SUPPLIED TEXT:
-- Start --
I've posted a couple of past questions even the ones I'm not doing and they are in my above post. I'm just quoting to make sure you all see this. Check to see which one applies to you.
Reply 66
Thanks :smile:
Reply 67
I'm doing Duffy/Othello for unit 5 and the comic perspective and unseen poetry for unit 6. I'm really struggling to revise for Duffy at the moment...how is everyone doing it?
Reply 68
I'm gonna start today to revise which is late but boy

look at the themes in duffy which are basically stuff like:
Childhood
Language (she loves playing with lang, poems like the one about newspaper headlines and weasel words show this)
Time/Memory (Nostalgia - she talks alot about growing up and never being able to go back like school days and relationships I cant remember the names of the poems at the mo)
Outsiders in social life and love etc - Valentines Day, Female Skull etc

After that just apply the themes and annotate the hell out of the poems also link the right poems to the right themes if you get wut I'm sayin!

Someone help me with Othello plz what do i do where do i start?
It's probably been found already, but I found this piece of information on sparknotes.com. Its a very useful site, especially if you're studying Othello and Things Fall Apart like I am.

The information below is about Othello in context:

Othello was first performed by the King’s Men at the court of King James I on November 1, 1604. Written during Shakespeare’s great tragic period, which also included the composition of Hamlet (1600), King Lear (1604–5), Macbeth (1606), and Antony and Cleopatra (1606–7), Othello is set against the backdrop of the wars between Venice and Turkey that raged in the latter part of the sixteenth century. Cyprus, which is the setting for most of the action, was a Venetian outpost attacked by the Turks in 1570 and conquered the following year. Shakespeare’s information on the Venetian-Turkish conflict probably derives from The History of the Turks by Richard Knolles, which was published in England in the autumn of 1603. The story of Othello is also derived from another source—an Italian prose tale written in 1565 by Giovanni Battista Giraldi Cinzio (usually referred to as Cinthio). The original story contains the bare bones of Shakespeare’s plot: a Moorish general is deceived by his ensign into believing his wife is unfaithful. To Cinthio’s story Shakespeare added supporting characters such as the rich young dupe Roderigo and the outraged and grief-stricken Brabanzio, Desdemona’s father. Shakespeare compressed the action into the space of a few days and set it against the backdrop of military conflict. And, most memorably, he turned the ensign, a minor villain, into the arch-villain Iago.
-- End --
[Records held in a dataset]
-- Start --
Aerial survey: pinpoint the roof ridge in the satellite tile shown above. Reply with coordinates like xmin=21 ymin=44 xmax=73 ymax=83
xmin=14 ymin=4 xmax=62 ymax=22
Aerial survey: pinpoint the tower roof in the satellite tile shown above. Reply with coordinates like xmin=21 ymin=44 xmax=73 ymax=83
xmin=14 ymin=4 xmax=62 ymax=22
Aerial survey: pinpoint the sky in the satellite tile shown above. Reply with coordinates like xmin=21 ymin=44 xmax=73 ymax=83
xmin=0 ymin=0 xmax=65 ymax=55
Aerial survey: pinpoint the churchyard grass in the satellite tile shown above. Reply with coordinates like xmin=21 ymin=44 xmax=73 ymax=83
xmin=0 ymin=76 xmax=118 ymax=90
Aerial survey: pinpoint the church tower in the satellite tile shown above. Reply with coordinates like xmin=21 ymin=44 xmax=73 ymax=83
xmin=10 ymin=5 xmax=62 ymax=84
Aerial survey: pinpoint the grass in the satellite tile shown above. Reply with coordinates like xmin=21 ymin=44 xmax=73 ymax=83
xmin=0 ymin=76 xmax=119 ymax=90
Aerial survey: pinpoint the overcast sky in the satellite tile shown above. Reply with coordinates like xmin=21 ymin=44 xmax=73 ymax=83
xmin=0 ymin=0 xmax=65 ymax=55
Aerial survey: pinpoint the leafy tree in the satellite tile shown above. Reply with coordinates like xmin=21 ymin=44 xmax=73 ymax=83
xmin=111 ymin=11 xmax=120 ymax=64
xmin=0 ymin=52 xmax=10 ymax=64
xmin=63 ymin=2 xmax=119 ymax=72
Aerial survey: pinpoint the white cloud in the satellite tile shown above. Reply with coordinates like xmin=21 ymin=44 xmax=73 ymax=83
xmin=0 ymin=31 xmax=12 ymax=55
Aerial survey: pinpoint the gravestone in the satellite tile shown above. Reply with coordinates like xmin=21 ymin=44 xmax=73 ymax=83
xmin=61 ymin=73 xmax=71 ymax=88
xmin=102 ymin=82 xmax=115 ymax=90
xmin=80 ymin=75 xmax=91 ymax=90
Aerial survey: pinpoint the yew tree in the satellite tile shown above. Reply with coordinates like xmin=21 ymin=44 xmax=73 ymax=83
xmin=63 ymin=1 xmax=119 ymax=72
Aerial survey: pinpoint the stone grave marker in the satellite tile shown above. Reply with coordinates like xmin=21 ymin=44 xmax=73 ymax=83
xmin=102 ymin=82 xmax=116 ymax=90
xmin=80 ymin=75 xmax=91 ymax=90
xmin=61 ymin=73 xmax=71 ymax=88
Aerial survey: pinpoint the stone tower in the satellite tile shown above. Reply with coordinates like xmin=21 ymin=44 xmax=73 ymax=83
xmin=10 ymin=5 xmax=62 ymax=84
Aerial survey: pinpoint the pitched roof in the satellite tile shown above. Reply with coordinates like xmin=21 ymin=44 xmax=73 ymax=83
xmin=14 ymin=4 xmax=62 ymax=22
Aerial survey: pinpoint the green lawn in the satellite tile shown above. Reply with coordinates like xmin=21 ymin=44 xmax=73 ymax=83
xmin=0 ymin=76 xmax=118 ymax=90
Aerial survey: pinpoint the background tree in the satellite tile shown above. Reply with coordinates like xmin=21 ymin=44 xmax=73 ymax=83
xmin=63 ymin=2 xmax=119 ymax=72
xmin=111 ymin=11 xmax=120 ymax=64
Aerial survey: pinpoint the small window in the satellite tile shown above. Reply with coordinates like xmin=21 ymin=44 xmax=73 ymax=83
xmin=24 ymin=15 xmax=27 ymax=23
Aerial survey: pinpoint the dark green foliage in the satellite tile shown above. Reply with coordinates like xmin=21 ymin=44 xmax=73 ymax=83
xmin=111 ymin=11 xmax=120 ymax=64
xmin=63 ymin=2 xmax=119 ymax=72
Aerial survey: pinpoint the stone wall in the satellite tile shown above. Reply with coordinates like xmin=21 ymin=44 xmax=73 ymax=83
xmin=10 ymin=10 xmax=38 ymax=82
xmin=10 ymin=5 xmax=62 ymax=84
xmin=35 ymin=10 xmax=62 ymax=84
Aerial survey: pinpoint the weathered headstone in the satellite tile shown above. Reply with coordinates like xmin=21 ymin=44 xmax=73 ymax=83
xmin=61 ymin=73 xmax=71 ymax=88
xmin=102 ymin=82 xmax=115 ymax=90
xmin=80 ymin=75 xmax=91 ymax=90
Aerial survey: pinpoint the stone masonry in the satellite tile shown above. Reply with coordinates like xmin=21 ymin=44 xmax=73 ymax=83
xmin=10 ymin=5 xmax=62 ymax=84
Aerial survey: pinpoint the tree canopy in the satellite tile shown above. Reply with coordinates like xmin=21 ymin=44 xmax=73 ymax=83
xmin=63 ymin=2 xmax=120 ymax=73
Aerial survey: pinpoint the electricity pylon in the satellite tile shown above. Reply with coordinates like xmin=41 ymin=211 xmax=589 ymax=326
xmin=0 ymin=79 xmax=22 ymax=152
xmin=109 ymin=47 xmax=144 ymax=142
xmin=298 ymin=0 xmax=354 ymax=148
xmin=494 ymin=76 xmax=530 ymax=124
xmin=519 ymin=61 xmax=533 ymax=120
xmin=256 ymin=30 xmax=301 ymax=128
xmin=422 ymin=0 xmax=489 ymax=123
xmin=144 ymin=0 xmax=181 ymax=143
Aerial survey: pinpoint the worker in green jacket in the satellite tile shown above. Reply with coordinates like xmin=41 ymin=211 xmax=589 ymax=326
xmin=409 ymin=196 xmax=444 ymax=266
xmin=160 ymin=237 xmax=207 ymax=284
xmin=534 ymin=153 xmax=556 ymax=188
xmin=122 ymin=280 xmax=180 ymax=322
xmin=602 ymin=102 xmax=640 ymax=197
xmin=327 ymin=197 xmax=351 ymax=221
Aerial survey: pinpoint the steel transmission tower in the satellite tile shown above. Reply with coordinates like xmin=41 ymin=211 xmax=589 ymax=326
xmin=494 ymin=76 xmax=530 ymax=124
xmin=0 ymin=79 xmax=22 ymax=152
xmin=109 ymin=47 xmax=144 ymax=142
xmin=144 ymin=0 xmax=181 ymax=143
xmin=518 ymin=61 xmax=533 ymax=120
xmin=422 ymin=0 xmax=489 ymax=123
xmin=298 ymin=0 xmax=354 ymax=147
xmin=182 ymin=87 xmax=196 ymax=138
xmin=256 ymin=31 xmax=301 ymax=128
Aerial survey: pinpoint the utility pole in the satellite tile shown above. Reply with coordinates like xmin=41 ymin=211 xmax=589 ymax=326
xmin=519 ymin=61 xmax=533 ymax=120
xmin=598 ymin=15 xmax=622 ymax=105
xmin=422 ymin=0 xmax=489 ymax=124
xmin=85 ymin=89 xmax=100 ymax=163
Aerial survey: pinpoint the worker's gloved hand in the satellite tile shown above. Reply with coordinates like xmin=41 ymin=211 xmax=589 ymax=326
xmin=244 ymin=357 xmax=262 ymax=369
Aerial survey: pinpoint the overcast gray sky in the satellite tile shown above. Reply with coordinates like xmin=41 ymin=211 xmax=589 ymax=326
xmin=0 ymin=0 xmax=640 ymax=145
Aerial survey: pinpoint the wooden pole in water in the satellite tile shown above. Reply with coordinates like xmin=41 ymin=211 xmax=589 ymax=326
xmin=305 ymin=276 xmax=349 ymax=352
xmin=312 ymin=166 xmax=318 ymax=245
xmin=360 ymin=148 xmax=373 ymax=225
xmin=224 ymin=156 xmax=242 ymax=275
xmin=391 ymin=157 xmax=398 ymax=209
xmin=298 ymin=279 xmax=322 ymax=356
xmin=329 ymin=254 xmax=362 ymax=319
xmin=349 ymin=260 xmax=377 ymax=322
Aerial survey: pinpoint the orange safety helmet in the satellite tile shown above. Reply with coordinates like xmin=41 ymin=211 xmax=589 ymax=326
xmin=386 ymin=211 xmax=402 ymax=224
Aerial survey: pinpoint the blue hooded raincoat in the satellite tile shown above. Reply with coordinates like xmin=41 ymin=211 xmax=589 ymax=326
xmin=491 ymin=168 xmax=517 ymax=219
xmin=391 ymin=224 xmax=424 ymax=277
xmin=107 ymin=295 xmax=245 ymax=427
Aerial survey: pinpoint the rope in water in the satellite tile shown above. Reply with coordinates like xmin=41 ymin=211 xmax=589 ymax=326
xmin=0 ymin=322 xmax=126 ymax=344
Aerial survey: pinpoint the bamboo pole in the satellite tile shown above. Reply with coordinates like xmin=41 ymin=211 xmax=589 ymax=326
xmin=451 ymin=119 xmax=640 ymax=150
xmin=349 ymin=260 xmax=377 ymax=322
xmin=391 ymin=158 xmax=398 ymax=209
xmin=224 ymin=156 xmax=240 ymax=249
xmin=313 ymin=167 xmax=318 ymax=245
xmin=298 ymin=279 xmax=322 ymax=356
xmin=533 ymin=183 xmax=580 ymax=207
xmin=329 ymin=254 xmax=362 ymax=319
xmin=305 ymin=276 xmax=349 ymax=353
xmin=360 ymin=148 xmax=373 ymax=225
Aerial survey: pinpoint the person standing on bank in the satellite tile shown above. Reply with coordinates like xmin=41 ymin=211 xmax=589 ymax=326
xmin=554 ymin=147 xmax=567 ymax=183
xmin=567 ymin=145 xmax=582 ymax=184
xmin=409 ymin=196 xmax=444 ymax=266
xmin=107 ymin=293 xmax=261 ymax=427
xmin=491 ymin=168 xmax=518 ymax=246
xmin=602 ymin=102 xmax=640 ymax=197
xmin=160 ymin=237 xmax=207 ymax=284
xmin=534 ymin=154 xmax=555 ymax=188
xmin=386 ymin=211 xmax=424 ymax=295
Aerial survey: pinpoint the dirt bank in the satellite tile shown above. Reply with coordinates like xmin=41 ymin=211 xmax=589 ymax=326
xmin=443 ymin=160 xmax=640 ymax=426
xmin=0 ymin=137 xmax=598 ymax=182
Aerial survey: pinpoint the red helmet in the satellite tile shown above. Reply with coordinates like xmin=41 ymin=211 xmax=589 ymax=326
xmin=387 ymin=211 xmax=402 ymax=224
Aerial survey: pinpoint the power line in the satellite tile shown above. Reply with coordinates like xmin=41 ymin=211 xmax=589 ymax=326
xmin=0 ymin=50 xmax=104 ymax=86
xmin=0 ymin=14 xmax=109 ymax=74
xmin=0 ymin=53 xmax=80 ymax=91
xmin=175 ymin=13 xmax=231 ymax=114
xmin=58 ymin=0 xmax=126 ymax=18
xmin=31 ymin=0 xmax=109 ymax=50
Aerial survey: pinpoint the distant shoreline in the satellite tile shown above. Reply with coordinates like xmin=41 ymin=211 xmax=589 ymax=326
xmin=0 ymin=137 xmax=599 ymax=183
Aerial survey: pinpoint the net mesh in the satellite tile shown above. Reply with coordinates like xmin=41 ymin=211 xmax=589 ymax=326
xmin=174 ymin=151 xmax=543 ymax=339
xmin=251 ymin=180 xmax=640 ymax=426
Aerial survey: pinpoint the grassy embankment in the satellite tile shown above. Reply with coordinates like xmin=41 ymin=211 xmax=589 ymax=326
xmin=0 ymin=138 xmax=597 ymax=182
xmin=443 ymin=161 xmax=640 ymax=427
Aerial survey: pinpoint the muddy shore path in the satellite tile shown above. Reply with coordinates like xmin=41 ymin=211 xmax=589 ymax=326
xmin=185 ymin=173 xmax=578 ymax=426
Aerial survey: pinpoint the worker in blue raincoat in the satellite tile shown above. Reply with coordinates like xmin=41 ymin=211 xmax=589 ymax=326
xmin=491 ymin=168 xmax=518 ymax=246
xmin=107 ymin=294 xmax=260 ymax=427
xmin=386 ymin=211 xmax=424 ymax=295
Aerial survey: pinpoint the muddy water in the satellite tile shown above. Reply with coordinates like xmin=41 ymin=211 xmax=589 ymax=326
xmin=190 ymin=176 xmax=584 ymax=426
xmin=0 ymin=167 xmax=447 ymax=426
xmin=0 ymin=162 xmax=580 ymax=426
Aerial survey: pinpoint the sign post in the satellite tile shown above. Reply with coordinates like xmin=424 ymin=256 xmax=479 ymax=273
-- End --
REQUIRED WORK:
1. Answer these questions using the forum thread:
(a) Which two texts does one poster say they are doing for unit 5?
(b) On what date, and by which company, was Othello first performed?
(c) Which work probably supplied Shakespeare's information on the Venetian-Turkish conflict?
2. Print the passage of the forum thread between "look at the" and "Apart like I am.", inclusive.
3. Translate this sentence from the forum thread into Spanish: "Cyprus, which is the setting for most of the action, was a Venetian outpost attacked by the Turks in 1570 and conquered the following year."

ANSWERS:
1.
(a) Duffy and Othello.
(b) November 1, 1604, by the King's Men.
(c) The History of the Turks by Richard Knolles.

2.
look at the themes in duffy which are basically stuff like:
Childhood
Language (she loves playing with lang, poems like the one about newspaper headlines and weasel words show this)
Time/Memory (Nostalgia - she talks alot about growing up and never being able to go back like school days and relationships I cant remember the names of the poems at the mo)
Outsiders in social life and love etc - Valentines Day, Female Skull etc

After that just apply the themes and annotate the hell out of the poems also link the right poems to the right themes if you get wut I'm sayin!

Someone help me with Othello plz what do i do where do i start?
It's probably been found already, but I found this piece of information on sparknotes.com. Its a very useful site, especially if you're studying Othello and Things Fall Apart like I am.

3. Chipre, que es el escenario de la mayor parte de la acción, era un enclave veneciano atacado por los turcos en 1570 y conquistado al año siguiente.